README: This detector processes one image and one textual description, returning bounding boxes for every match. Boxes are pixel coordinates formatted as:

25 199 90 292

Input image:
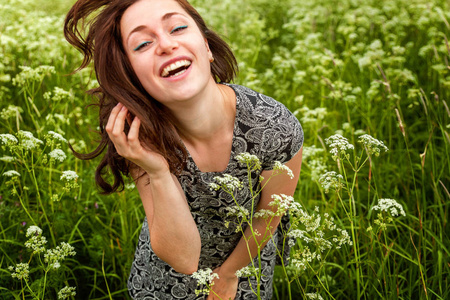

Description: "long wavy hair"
64 0 238 194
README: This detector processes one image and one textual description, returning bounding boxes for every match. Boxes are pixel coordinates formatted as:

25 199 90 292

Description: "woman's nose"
156 35 178 55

— WHAT IS BEING ASKED —
Copy every line of the listing above word for word, and leave out the pictures.

— EXPECTED ANSWER —
README: This detector processes one image and one textual description, returning bounding boxes for every match. Boxes are pixel coordinates formatted as:

25 199 90 292

Input image:

Description: "long wavy hair"
64 0 238 194
README: This detector processes one image and one textual description, returning bounding boxes for every match. Boxes are pixel coordinates formatted as:

25 199 90 292

Description: "woman's nose"
156 35 178 55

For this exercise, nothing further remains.